Extract the listing below in full, unchanged.

START Data excerpts

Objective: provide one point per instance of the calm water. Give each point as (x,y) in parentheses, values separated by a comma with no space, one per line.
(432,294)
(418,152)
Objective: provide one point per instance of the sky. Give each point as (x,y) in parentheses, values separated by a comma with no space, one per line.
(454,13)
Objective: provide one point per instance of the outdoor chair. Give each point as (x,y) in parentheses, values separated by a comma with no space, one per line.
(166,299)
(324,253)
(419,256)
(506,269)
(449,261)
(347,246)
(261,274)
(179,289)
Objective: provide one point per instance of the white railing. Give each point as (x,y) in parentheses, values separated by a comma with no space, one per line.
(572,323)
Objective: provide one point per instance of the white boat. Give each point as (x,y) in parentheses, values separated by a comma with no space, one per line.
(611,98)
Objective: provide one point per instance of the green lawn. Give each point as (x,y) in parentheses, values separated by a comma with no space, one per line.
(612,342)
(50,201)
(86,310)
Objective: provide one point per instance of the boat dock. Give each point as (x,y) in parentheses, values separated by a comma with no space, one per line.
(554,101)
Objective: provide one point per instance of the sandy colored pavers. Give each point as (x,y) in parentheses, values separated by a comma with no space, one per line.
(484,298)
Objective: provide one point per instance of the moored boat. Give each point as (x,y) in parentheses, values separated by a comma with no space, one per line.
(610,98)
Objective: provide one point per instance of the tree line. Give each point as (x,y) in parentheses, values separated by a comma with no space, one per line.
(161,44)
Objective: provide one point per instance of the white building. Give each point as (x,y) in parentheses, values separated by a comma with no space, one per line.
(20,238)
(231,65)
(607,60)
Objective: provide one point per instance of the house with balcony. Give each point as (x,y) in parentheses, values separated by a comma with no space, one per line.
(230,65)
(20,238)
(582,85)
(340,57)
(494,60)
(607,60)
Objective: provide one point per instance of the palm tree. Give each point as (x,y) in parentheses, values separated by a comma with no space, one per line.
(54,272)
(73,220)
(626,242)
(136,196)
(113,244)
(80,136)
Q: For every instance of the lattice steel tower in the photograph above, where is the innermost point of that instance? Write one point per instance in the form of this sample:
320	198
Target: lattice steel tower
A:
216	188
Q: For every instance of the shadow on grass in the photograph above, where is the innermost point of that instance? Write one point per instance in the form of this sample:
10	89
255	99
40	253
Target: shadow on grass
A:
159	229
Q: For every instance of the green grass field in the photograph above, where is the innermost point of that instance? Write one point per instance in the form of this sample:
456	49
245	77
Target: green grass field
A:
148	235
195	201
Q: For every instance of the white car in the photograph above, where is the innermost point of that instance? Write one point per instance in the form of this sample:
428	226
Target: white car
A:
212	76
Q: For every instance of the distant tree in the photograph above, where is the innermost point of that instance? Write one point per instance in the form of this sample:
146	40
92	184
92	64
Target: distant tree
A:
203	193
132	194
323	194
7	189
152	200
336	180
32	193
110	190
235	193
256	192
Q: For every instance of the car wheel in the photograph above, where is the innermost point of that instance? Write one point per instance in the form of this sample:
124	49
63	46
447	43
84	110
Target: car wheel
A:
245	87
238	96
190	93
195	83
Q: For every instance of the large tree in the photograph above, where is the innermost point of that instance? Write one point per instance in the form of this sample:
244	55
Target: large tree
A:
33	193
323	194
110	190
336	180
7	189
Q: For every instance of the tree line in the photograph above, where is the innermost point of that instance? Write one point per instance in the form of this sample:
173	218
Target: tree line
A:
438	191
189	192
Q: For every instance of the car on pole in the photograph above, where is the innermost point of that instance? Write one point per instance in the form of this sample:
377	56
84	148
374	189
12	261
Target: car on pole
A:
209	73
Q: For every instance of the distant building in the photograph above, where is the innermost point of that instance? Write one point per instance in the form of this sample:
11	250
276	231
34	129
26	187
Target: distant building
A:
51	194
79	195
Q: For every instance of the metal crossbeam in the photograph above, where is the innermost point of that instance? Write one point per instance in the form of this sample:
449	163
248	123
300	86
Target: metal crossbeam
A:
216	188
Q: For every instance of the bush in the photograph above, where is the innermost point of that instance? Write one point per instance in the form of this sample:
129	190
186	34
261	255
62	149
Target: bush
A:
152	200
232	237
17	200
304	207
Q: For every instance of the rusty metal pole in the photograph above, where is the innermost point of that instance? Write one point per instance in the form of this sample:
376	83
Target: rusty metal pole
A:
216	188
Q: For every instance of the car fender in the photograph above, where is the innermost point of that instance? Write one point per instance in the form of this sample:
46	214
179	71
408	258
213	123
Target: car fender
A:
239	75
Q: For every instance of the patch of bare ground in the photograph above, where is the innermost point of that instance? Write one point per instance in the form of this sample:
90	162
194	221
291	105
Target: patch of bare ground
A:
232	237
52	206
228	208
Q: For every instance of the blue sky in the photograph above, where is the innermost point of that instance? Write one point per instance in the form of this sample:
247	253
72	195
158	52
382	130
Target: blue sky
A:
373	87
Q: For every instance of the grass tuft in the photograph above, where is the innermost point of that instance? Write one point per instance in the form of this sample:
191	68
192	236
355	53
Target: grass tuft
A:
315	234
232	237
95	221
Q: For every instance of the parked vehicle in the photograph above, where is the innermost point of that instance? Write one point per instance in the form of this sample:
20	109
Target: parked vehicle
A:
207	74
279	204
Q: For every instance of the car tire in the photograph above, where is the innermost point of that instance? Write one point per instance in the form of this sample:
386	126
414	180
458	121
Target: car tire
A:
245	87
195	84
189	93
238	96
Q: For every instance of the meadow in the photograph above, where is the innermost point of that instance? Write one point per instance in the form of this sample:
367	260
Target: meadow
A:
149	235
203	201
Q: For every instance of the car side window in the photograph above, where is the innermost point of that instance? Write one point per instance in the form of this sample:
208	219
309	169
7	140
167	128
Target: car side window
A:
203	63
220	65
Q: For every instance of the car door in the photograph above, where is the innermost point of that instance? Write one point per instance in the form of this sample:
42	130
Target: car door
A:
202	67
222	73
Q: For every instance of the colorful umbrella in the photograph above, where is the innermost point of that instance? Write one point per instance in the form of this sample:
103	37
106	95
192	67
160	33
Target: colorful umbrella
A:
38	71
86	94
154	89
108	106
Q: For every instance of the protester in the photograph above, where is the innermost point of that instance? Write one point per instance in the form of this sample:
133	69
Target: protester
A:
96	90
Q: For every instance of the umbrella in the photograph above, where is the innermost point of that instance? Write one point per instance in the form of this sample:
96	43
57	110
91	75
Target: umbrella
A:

END Data excerpts

▶ **Result below**
Objective: provide one point per instance of the calm water. Give each point as (x,y) in parentheses, values separated by a comma with no space, one per line.
(432,294)
(418,152)
Objective: provide one point per instance of the sky. Give each point as (x,y) in parentheses, values separated by a comma with no space, one per line.
(454,13)
Objective: provide one point per instance of the outdoor chair. Give each point as (x,y) in parentheses, values separated by a comma with no space, one per line.
(166,299)
(324,253)
(419,256)
(506,269)
(449,261)
(347,246)
(261,274)
(179,289)
Objective: provide one point per instance of the white railing. Give each point as (x,y) in parentheses, values separated by a comma with no space, one per line.
(572,323)
Objective: provide one point per instance of the white boat. Give each point as (x,y) in parentheses, values separated by a comma with no space, one per line.
(611,98)
Objective: provide one point per instance of the green lawn. Give each point as (x,y) in parentheses, values separated by a comma with no space, one per line.
(612,342)
(50,201)
(86,310)
Objective: provide one point per instance of the boat dock. Give each point as (x,y) in parentheses, values separated by a comma with no space, one per line.
(554,101)
Objective: provide one point per instance of the sandy colored pavers. Give each point as (x,y) in parentheses, values separated by a comma with no space, one per line.
(484,298)
Objective: provide one point per instance of the moored boat. Give each point as (x,y) in parentheses, values separated by a comma with no space, one per line.
(610,98)
Objective: provide one point per instance of the tree line. Give each point as (x,y) in parentheses, values separated by a comma with no space, one per line.
(161,44)
Objective: provide one point per instance of the white building. Give each point as (x,y) in parentheses, values separated by a comma with no space, one per line.
(20,238)
(231,65)
(607,60)
Objective: provide one point per instance of the house with balcony. Give each point as (x,y) in parentheses, values separated by a comma with no space, one per line.
(230,65)
(20,238)
(582,85)
(340,57)
(494,60)
(607,60)
Objective: provide one point per instance of the palm tree. Give each point as (x,y) in parentheses, values separated by a comma with no space, one per line.
(54,272)
(73,220)
(626,242)
(136,196)
(113,244)
(80,136)
Q: For every instance of the lattice steel tower in the photograph above, where is the innermost point of that instance? Write one point per instance in the form of this sample:
320	198
Target: lattice steel tower
A:
216	188
Q: For every instance of the shadow on grass in the photograph above, where is the innermost point of that instance? Write one point per instance in the form of this sample:
10	89
255	99
40	253
Target: shadow on grass
A:
159	229
Q: For every instance of the green grass field in the photograph above, where is the innermost point of that instance? Write one point per instance in the form of this sample:
456	49
245	77
Target: green grass field
A:
148	235
195	201
Q: For every instance of the white car in the photograph above, where is the innermost point of that instance? Write one point per instance in the form of this sample:
428	226
Target: white car
A:
212	76
Q: For every instance of the distant tree in the photograph above, where is the innermost point of that instance? Write one point per instance in the form of this sample:
146	40
92	184
92	64
Target: distant tree
A:
203	193
132	194
323	194
7	189
152	200
336	180
32	193
110	190
235	193
256	192
Q: For every instance of the car wheel in the photograph above, where is the innermost point of that instance? Write one point per instance in the form of this sample:
124	49
63	46
447	43
84	110
Target: car wheel
A:
245	87
238	96
190	93
195	83
Q: For every instance of the large tree in the photograph above, where is the innermost point of that instance? Write one point per instance in the form of this sample:
244	55
Target: large tree
A:
33	193
323	194
110	190
336	180
7	189
Q: For every instance of the tree line in the photograph above, where is the innermost point of that instance? Write one point per instance in the form of this sample:
173	218
Target: tree line
A:
438	191
189	192
Q: For every instance of the car on pole in the photograph above, where is the innermost point of that instance? Write one point per instance in the form of this sample:
377	56
84	148
374	189
12	261
Target: car on pole
A:
209	73
Q: For every instance of the distant building in the photograph above, where is the innermost point of that instance? Write one point per instance in the form of this sample:
11	250
276	231
34	129
26	187
Target: distant building
A:
51	194
79	195
Q: For every instance of the metal crossbeam in the photograph above, where is the innermost point of that instance? Write one point per instance in the form of this sample:
449	163
248	123
300	86
Target: metal crossbeam
A:
216	188
Q: For every instance of the bush in the photograph above, where is the innermost point of that instance? Write one point per instance in the form of this sample:
129	190
186	34
261	255
62	149
Target: bush
A:
152	200
232	237
17	200
304	207
Q: For every instance of the rusty metal pole in the photograph above, where is the innermost point of that instance? Write one point per instance in the form of this sample:
376	83
Target: rusty metal pole
A:
216	188
Q: For every instance of the car fender in the photograph above, where is the innermost point of that instance? Write one point per instance in the form of this sample:
46	214
179	71
408	258
213	123
Target: car fender
A:
239	75
Q: For every instance of the patch of bare ground in the photograph above, where is the innermost point of that instance? Write one point per instance in the form of this sample:
90	162
194	221
291	105
Target: patch of bare ground
A:
232	237
52	206
228	208
Q: For every instance of the blue sky in the photograph above, where is the innermost point of that instance? Write one point per instance in the form of this sample:
247	253
72	195
158	52
382	130
Target: blue sky
A:
373	87
Q: For every instance of the grass tuft in the photograph above, where is the innermost point of that instance? Write one point per instance in the form of this sample:
191	68
192	236
355	53
Target: grass tuft
A:
315	234
232	237
95	221
Q: For every instance of the parked vehicle in the photograph above, where is the innermost point of that instance? Write one point per instance in the form of this sample:
20	109
Target: parked vehicle
A:
207	74
279	204
Q: For every instance of the car tire in the photograph above, where is the innermost point of that instance? Write one point per instance in the form of this sample:
386	126
414	180
458	121
Target: car tire
A:
245	87
195	84
189	93
238	96
Q: For every instance of the meadow in the photograph above, where is the innermost point of that instance? Write one point per instance in the form of this sample:
367	260
Target: meadow
A:
149	235
203	201
Q: For every instance of the car side window in the photograph above, where is the innermost point of that instance? Write one point per instance in the form of this sample:
208	219
309	169
7	140
167	128
Target: car side window
A:
203	63
220	65
Q: For every instance of the car door in the photograph above, where is the innermost point of that instance? Write one point per instance in the form of this sample:
42	130
Target: car door
A:
202	67
222	73
Q: For every instance of the colorful umbrella in the photograph above, where is the innermost point of that instance? Write one point per instance in the form of this sample:
103	37
106	95
192	67
160	33
Target: colorful umbrella
A:
38	71
86	94
154	89
108	106
Q: For every instance of the protester in the photograph above, where is the innermost point of that instance? Write one point per instance in the form of this sample:
133	69
Target: protester
A:
96	90
Q: For every instance of the umbrella in the photograph above, where is the innermost point of that instance? Write one point per instance in the form of this sample:
96	43
57	110
91	75
Target: umbrella
A:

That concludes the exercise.